- **REQUIRED WORK**
Pull out every line in the lines below that contains the word "gray", and leave out all the others.

(Point annotation records)
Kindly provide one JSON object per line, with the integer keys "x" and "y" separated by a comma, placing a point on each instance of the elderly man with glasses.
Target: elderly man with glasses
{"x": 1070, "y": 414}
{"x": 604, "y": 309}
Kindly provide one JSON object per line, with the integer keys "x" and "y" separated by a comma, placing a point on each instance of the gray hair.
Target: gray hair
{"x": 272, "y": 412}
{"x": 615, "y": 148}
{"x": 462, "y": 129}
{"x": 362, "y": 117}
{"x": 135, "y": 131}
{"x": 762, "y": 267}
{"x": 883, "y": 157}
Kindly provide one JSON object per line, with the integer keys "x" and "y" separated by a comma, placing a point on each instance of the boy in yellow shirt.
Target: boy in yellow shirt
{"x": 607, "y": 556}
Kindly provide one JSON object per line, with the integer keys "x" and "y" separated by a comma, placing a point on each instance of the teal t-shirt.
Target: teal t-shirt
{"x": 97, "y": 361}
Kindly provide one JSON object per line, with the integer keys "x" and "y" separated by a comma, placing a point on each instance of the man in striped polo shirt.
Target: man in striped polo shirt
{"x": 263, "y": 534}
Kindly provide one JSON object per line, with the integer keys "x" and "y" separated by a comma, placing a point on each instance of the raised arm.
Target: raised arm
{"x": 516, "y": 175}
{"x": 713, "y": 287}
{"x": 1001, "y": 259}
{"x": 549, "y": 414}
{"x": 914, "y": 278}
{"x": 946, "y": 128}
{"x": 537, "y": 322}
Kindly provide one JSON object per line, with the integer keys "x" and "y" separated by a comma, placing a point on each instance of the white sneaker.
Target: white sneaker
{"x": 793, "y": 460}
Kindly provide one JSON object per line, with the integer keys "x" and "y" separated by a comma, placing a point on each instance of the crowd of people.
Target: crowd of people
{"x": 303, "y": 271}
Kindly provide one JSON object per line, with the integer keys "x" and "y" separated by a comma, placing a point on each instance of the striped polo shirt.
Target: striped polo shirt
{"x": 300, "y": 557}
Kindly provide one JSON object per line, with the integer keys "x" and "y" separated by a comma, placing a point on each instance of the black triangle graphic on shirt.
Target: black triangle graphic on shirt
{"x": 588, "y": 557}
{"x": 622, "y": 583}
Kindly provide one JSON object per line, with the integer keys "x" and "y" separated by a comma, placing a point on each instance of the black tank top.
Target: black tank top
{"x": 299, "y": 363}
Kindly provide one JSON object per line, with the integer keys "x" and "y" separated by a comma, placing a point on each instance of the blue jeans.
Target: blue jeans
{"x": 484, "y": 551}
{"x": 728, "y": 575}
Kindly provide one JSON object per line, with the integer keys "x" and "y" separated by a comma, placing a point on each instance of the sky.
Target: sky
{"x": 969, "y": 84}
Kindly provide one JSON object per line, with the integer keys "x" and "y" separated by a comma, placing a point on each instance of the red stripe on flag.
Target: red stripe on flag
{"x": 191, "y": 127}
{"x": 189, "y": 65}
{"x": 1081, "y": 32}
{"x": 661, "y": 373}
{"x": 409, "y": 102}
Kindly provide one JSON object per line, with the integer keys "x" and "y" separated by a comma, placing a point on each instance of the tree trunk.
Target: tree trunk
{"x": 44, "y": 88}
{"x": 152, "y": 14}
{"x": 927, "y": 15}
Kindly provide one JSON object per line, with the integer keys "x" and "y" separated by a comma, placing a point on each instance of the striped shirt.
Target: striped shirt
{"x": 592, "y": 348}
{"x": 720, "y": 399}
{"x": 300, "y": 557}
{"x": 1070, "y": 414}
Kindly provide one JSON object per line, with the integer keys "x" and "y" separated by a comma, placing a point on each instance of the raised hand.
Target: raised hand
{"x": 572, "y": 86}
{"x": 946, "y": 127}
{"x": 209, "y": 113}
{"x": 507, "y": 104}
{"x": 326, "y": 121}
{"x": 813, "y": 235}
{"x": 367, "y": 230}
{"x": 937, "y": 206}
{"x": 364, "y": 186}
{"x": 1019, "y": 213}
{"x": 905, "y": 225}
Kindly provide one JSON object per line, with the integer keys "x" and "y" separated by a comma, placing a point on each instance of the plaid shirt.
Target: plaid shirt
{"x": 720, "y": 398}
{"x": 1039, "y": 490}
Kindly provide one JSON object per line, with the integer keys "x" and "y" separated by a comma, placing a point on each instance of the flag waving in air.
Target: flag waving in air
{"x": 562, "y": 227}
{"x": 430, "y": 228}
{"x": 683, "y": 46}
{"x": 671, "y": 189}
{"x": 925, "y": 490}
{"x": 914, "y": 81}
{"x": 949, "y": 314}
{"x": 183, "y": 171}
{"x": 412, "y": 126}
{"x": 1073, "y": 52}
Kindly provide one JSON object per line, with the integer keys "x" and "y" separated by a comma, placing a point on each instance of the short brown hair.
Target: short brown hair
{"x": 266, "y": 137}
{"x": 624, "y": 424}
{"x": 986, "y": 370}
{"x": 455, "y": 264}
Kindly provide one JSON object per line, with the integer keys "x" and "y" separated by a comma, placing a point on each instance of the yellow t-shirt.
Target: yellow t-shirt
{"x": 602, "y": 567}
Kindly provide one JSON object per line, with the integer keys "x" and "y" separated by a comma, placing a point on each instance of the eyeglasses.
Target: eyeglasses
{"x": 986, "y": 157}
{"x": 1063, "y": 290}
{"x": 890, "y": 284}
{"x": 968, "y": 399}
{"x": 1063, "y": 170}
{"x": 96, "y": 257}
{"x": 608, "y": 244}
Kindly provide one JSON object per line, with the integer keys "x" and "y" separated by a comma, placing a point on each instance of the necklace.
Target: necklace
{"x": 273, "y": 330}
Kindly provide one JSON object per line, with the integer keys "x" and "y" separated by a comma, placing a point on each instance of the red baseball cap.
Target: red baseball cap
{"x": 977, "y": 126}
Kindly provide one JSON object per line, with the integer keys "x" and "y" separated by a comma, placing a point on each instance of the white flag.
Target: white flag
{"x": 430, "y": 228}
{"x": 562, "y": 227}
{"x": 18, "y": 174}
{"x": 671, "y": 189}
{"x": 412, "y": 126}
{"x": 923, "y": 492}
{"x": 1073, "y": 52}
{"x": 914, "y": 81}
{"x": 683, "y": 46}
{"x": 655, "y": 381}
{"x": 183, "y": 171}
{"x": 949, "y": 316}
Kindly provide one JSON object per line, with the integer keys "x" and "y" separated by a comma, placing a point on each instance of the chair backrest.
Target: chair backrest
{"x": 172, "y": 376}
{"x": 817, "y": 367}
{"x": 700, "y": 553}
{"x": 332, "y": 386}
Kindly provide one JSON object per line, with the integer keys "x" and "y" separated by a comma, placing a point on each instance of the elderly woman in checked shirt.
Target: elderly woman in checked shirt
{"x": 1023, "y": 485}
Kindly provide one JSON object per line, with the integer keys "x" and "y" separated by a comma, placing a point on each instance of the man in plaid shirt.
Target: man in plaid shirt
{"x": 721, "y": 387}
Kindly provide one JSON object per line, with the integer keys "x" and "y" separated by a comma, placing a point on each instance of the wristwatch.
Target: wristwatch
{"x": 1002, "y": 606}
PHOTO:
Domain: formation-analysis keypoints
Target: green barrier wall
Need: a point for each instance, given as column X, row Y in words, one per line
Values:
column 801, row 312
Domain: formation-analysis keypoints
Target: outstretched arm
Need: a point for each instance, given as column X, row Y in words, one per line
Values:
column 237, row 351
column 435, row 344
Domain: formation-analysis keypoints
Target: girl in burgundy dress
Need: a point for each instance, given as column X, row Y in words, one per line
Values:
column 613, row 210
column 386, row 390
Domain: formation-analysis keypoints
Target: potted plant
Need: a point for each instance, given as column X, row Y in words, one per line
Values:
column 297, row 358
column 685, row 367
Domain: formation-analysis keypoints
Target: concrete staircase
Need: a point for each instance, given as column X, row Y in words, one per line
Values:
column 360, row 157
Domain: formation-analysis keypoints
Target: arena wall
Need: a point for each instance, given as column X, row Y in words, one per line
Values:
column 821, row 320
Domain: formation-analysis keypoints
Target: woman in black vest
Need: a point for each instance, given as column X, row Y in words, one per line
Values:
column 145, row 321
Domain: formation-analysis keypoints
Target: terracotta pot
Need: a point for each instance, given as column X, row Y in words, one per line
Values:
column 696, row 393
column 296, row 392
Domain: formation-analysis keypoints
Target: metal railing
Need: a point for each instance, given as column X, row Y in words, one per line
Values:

- **ANSWER**
Kindly provide one JSON object per line, with the integer keys "x" and "y" separated by a comma, placing a point on each instance of the gray hair.
Target: gray hair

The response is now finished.